◆ **Passage given**

'''

January 26, 2016, marked the 131st anniversary of the fall of Khartoum, the Sudanese city that sits on the banks of the White and Blue Nile Rivers.
The siege and fall of Khartoum is one of the truly epic stories of military history.
From March 18, 1884, to January 26, 1885, the charisma and military genius of one man–British General Charles George Gordon–held at bay an army of thousands of fanatical Islamics intent on slaughtering everyone in the city.
Khartoum in the 1800s
At stake were the lives of Khartoum’s 30,000 residents.
By comparison: The defenders of the Alamo–a far better-known battle, in 1836–numbered no more than 250. And the siege of the San Antonio mission lasted only 13 days against an army of about 2,000 Mexicans.
The Alamo
Gordon’s story may seem antiquated. But it bears close inspection as Republicans press the Obama administration to commit ground forces to “freeing” Syria of its longtime dictator, “President” Bashir al-Assad.

'''

◆ **Given data**
'''

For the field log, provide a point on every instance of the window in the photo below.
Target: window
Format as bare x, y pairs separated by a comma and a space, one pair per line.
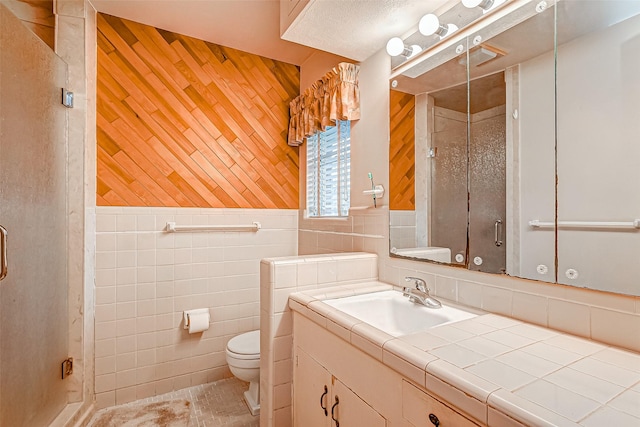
329, 171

'''

◆ **Task goal**
Reproduce the passage about the fall of Khartoum word for word, between "The siege and" and "in the city.", inclusive.

◆ **Full answer**
The siege and fall of Khartoum is one of the truly epic stories of military history.
From March 18, 1884, to January 26, 1885, the charisma and military genius of one man–British General Charles George Gordon–held at bay an army of thousands of fanatical Islamics intent on slaughtering everyone in the city.